Records from a point labeling set:

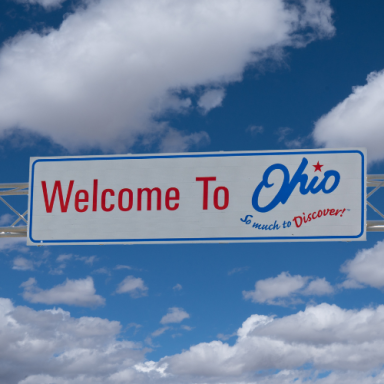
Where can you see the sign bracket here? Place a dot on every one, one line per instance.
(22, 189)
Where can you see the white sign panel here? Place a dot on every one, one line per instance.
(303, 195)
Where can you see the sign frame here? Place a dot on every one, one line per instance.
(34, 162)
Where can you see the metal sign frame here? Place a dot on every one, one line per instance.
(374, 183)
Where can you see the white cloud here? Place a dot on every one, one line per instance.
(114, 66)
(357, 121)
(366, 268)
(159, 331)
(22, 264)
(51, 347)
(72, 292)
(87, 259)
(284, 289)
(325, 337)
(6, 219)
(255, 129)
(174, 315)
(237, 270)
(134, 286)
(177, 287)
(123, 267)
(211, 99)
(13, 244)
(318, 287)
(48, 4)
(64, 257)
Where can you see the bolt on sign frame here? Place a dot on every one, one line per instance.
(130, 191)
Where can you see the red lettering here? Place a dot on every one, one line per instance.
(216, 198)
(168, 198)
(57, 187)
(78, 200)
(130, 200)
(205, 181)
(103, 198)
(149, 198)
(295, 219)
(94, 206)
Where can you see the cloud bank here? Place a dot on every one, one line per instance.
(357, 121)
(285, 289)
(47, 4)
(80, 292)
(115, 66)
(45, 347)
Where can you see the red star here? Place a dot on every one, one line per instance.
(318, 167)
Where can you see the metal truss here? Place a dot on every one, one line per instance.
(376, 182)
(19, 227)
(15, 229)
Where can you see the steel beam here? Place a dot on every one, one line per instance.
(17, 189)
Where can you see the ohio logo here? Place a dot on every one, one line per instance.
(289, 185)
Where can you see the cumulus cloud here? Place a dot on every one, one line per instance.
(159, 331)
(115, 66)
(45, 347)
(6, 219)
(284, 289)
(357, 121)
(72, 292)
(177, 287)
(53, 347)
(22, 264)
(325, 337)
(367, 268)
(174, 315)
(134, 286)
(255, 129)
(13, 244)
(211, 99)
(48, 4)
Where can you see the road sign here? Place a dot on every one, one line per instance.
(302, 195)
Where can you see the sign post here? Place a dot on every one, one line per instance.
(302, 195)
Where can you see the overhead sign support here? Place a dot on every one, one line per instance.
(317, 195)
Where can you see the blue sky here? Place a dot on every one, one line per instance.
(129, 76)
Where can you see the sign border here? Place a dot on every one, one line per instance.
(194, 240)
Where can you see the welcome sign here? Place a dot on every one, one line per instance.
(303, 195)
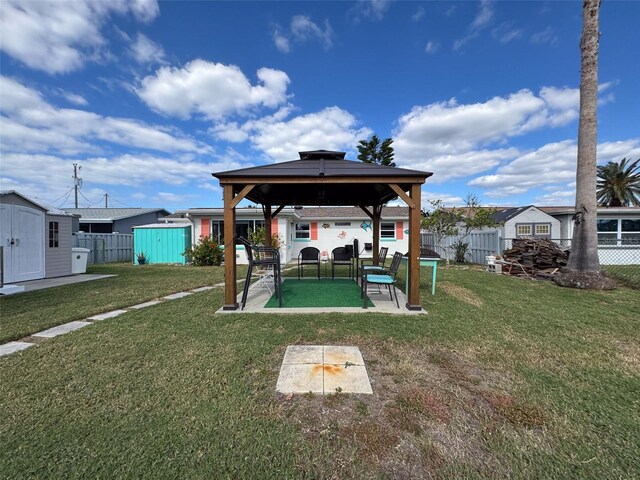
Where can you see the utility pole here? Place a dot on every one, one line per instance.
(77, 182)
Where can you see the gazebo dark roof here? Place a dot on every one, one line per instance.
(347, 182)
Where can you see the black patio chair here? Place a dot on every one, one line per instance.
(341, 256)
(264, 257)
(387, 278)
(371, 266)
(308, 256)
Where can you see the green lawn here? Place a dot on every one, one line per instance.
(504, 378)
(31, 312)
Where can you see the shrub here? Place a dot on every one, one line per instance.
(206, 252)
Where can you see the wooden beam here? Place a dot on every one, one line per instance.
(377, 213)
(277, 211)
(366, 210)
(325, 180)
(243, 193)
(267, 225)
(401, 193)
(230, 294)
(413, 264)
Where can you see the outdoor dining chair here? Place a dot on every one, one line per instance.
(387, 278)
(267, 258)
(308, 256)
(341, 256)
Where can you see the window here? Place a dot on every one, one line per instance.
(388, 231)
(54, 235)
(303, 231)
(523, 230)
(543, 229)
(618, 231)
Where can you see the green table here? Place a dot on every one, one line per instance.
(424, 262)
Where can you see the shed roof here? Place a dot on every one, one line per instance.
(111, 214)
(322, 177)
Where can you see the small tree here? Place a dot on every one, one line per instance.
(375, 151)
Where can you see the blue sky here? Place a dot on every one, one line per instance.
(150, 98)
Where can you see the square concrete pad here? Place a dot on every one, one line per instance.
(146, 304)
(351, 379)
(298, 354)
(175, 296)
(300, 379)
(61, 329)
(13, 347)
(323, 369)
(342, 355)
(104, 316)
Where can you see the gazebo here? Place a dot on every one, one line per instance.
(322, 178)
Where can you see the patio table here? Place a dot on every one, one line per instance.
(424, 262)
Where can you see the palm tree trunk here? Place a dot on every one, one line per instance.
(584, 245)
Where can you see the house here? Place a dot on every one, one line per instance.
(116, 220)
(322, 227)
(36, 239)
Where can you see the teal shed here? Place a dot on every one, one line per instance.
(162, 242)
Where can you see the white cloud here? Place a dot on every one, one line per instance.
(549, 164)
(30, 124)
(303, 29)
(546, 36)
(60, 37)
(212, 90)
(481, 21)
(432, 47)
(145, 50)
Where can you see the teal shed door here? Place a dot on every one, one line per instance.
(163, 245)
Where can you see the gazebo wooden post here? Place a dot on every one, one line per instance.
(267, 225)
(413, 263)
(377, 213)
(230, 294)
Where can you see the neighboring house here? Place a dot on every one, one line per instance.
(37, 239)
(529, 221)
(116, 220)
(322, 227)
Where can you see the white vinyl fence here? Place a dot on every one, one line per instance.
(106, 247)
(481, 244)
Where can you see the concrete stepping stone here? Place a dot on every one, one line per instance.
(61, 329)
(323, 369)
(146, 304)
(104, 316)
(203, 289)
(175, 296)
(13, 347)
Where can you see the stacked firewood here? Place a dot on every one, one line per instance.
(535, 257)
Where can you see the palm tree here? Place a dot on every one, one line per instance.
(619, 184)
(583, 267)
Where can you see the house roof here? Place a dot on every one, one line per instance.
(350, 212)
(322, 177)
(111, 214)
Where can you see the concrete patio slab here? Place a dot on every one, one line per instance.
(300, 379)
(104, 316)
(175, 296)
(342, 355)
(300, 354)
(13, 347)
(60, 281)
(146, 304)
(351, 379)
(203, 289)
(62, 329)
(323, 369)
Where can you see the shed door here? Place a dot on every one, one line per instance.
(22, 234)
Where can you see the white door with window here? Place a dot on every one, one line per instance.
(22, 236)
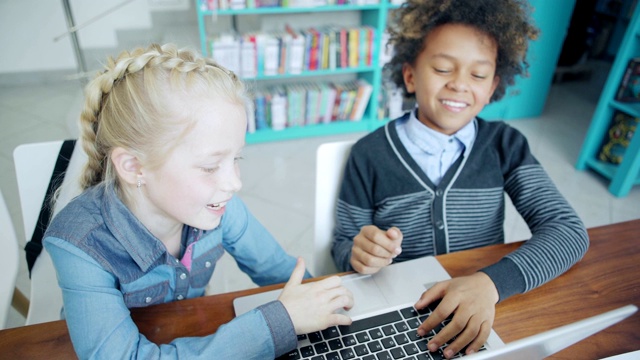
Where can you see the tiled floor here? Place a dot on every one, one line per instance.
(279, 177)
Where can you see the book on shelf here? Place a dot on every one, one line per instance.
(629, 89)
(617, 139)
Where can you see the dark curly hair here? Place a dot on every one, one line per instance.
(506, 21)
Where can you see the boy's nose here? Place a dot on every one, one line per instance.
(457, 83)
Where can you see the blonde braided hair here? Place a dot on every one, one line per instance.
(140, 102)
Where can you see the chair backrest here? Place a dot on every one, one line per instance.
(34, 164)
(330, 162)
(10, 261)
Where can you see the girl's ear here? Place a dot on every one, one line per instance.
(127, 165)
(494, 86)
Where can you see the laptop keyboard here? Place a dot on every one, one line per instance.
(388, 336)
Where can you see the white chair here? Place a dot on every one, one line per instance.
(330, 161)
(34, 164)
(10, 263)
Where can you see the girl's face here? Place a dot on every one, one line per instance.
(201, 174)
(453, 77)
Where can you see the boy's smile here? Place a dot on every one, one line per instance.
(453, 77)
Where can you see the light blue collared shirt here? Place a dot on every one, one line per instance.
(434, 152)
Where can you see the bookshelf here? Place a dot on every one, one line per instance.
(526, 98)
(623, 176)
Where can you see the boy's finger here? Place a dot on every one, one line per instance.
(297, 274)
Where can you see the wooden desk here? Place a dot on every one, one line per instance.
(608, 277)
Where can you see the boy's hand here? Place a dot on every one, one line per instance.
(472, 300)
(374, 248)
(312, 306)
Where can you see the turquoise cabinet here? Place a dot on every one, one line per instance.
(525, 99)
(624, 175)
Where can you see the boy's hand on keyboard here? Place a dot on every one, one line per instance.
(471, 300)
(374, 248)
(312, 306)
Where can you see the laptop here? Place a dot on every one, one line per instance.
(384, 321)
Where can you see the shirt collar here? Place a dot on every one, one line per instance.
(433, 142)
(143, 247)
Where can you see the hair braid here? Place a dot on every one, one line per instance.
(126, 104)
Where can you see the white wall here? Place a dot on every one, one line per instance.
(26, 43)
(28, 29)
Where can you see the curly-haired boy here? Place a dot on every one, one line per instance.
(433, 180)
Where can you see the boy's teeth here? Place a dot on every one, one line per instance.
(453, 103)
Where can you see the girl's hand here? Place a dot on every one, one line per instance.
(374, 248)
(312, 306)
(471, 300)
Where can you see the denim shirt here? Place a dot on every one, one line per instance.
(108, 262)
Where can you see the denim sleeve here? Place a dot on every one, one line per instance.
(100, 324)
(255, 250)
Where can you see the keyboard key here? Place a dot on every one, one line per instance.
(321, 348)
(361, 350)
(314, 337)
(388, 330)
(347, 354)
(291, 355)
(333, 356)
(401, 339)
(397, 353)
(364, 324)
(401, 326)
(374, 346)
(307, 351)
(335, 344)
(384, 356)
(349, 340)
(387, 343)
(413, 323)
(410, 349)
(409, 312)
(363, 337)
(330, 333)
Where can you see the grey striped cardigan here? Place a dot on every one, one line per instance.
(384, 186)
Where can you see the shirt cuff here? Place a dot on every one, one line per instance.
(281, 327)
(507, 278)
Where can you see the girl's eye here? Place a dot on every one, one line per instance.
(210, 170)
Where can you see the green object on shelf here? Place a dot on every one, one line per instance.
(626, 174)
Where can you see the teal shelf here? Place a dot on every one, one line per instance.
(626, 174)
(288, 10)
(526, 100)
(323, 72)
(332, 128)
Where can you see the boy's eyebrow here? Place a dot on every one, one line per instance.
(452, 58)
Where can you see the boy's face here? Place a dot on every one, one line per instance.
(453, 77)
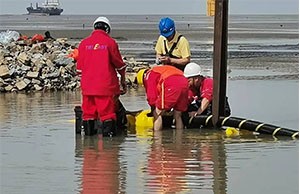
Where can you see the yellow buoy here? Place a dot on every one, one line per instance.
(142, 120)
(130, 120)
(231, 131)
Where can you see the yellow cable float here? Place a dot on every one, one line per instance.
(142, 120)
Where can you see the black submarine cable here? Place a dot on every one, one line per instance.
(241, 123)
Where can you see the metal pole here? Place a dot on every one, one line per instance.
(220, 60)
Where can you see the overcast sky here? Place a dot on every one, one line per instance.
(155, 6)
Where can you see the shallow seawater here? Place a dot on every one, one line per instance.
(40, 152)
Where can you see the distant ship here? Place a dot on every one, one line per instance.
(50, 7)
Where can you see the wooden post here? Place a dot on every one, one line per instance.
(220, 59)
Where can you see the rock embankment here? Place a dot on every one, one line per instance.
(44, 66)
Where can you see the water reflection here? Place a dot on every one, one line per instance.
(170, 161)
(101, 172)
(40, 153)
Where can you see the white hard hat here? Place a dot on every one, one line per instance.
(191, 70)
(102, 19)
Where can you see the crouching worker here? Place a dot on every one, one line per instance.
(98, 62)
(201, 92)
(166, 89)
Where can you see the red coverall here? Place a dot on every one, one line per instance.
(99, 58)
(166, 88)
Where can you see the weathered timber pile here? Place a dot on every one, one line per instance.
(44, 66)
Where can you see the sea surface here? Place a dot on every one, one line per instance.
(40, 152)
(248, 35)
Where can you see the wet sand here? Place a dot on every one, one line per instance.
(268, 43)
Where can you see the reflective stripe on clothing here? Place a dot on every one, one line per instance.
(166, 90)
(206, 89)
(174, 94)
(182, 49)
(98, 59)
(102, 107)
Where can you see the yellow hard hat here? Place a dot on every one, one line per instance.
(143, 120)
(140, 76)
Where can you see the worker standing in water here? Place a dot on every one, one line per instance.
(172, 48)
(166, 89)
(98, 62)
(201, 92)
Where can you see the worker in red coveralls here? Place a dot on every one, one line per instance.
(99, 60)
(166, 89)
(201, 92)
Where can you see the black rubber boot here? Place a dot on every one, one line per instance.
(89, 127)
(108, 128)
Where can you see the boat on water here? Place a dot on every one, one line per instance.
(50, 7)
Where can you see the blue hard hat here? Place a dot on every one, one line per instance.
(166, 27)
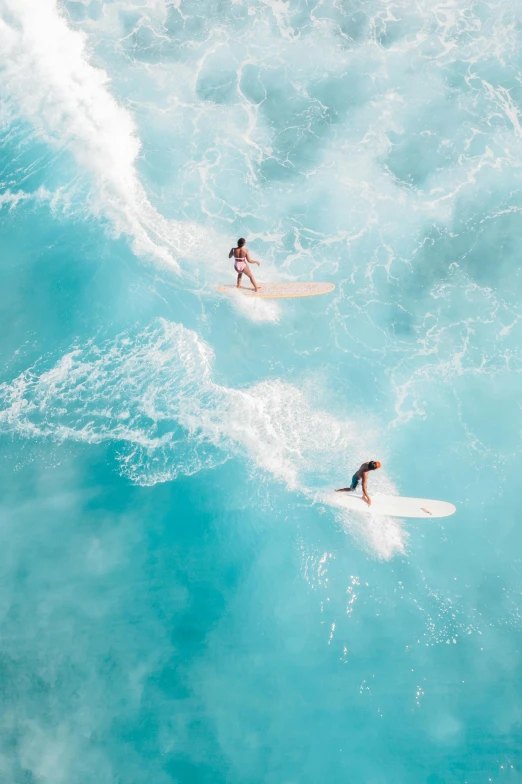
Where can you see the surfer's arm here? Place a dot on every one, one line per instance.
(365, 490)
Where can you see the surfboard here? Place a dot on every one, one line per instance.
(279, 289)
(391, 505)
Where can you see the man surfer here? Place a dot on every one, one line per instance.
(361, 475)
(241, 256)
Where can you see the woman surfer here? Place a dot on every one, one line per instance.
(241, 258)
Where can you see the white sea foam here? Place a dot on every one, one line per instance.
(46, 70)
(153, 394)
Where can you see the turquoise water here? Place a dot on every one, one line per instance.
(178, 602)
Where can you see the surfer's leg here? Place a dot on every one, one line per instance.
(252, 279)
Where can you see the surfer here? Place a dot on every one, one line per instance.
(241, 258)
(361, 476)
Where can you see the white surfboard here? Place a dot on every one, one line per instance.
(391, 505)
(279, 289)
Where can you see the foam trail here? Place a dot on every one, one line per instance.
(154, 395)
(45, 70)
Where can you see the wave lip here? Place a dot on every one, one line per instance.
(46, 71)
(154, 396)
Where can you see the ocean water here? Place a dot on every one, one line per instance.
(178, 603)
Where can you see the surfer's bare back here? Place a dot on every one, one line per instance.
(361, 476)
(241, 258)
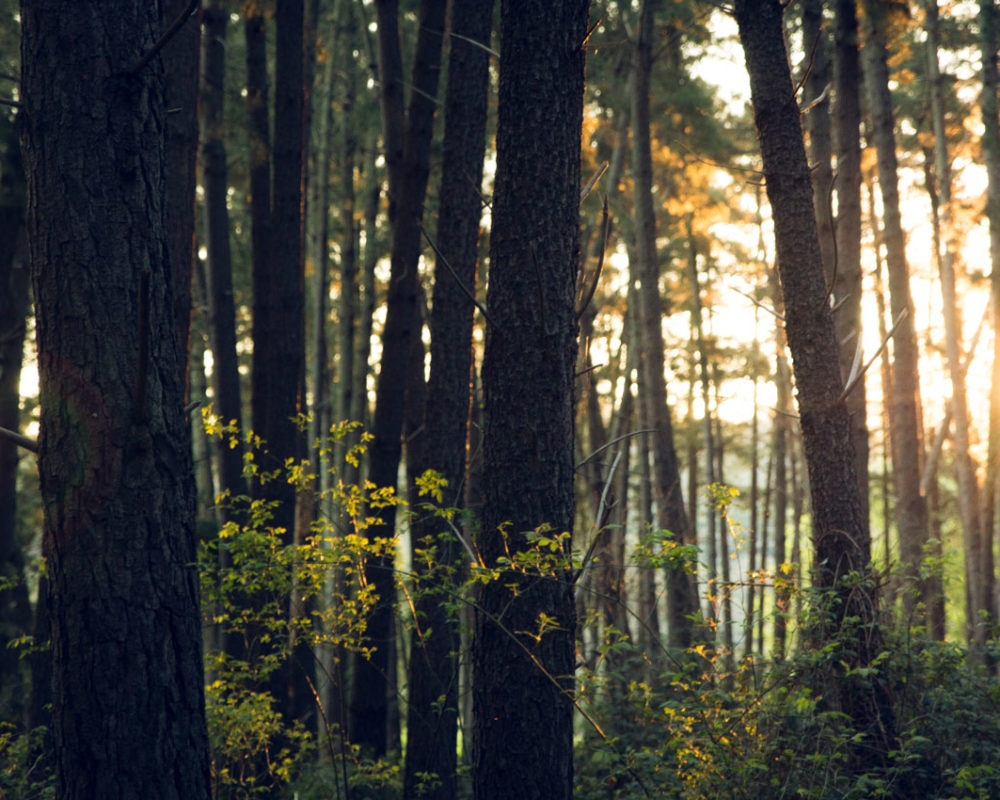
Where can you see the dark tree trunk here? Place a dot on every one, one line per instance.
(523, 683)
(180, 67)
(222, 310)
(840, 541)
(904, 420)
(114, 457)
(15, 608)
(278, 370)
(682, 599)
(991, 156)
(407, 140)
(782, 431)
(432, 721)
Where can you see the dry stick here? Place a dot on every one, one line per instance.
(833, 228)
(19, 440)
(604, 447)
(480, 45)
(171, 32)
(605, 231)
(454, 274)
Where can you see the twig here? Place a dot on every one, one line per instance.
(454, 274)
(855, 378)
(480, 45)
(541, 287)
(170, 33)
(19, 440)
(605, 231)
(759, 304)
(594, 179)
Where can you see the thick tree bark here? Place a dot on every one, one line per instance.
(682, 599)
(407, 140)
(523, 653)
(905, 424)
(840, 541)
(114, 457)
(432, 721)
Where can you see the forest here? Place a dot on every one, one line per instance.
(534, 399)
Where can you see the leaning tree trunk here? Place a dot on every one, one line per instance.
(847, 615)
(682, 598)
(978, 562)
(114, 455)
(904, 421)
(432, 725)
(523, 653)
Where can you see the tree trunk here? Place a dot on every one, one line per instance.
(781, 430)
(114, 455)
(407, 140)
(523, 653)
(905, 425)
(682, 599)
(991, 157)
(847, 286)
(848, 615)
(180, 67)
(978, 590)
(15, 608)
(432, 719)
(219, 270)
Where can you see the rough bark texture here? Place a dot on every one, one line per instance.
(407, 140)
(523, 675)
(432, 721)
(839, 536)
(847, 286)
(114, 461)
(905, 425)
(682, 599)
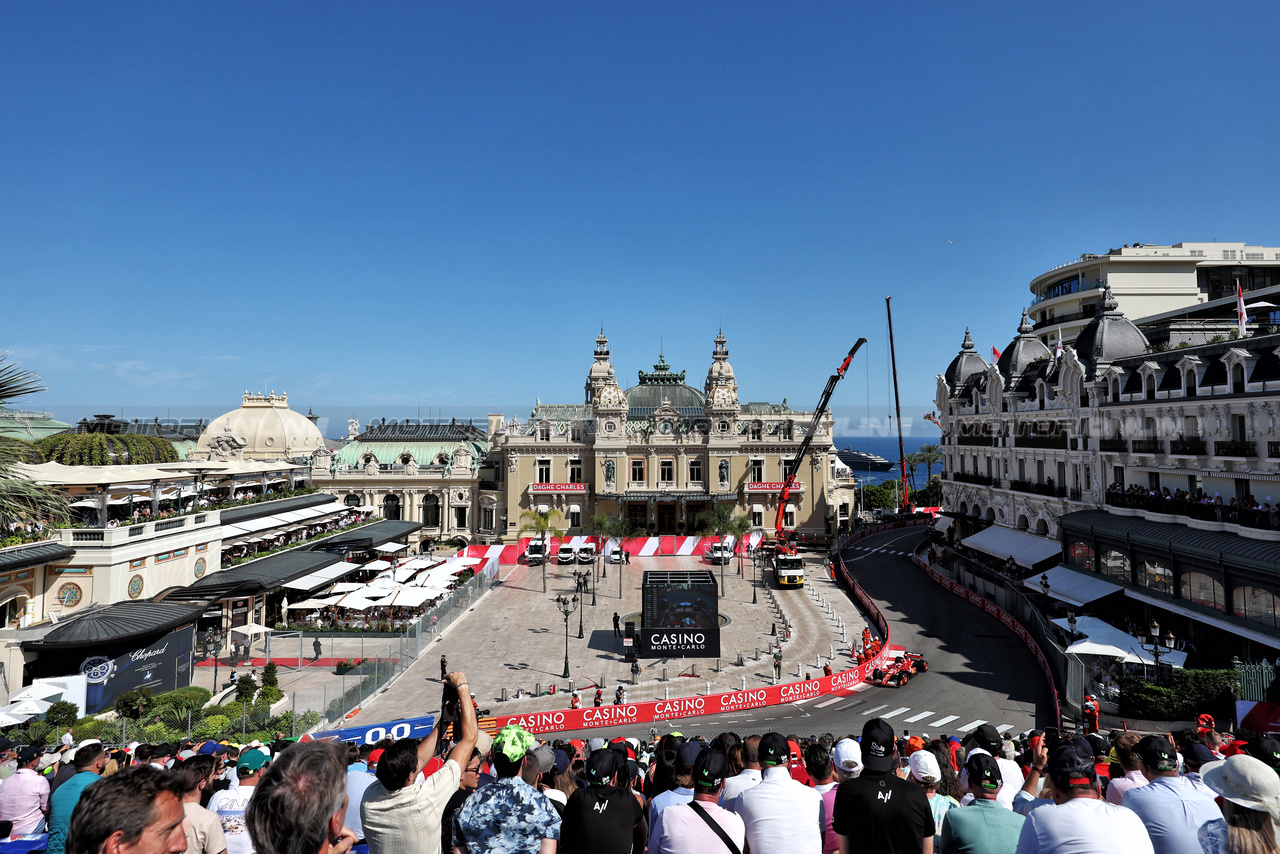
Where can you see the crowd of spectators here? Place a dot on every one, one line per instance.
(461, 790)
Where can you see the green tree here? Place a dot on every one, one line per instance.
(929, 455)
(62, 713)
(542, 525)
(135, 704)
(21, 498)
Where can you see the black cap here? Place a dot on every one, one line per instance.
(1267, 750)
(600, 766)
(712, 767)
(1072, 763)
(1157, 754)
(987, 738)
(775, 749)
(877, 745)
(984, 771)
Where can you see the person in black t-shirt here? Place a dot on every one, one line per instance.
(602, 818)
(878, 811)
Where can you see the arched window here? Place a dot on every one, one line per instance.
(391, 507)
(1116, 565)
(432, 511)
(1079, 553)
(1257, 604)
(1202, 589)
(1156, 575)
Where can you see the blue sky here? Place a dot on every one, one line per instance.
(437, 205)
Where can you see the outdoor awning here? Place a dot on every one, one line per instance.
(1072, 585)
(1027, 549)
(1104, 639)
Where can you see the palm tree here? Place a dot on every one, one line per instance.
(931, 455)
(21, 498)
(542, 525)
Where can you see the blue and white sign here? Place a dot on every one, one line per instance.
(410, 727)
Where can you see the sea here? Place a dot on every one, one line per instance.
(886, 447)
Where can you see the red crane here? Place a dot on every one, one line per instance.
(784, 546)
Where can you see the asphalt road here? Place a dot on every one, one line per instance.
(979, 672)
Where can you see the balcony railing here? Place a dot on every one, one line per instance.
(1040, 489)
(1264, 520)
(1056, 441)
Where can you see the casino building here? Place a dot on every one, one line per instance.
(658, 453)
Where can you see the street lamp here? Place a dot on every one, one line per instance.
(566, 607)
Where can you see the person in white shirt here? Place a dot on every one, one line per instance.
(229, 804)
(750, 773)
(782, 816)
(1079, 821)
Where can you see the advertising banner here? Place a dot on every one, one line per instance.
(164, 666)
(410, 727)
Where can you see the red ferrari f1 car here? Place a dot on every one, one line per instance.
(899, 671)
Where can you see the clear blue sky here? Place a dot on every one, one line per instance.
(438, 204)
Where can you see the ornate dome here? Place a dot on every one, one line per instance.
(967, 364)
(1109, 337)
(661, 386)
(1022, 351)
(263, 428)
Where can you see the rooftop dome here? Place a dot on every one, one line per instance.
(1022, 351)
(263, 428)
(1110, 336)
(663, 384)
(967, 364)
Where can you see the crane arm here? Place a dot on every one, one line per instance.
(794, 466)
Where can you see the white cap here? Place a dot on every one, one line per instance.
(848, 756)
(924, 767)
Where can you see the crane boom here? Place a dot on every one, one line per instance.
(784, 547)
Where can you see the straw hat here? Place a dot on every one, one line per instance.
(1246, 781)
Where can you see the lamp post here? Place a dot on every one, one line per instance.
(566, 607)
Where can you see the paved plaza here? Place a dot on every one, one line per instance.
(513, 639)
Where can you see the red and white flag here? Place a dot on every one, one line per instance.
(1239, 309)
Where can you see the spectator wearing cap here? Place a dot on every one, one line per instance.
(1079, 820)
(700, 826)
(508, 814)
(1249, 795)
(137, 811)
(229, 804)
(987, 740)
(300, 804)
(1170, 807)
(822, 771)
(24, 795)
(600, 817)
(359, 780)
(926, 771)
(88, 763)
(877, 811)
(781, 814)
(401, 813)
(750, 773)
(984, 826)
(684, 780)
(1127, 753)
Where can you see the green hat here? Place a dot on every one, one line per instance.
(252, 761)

__TASK__.
Extract, verbatim, the lines from the one containing "Where can you see the straw" through the last line of the listing above.

__WRITTEN ANSWER__.
Where can you see the straw hat here? Place a dot on every one, one line per instance.
(1246, 781)
Where can you see the lamp post here? Place a dot on every one, one line per instance.
(566, 607)
Where can you see the paved plaza here? Place a dot on every one, one line per instance.
(513, 639)
Where can you see the red and white flag here? Place a dot on every one, one line per instance.
(1239, 309)
Where can you see the spectator wearing cap here? Place a dot on every one, one line per instance.
(1079, 820)
(700, 826)
(508, 814)
(1249, 795)
(137, 811)
(229, 804)
(987, 740)
(300, 804)
(1170, 807)
(822, 771)
(24, 795)
(600, 817)
(359, 780)
(926, 771)
(88, 763)
(877, 811)
(781, 814)
(401, 813)
(750, 773)
(984, 826)
(684, 780)
(1127, 753)
Where can you see the green hat here? Place a dot on every one, one line per instance.
(252, 761)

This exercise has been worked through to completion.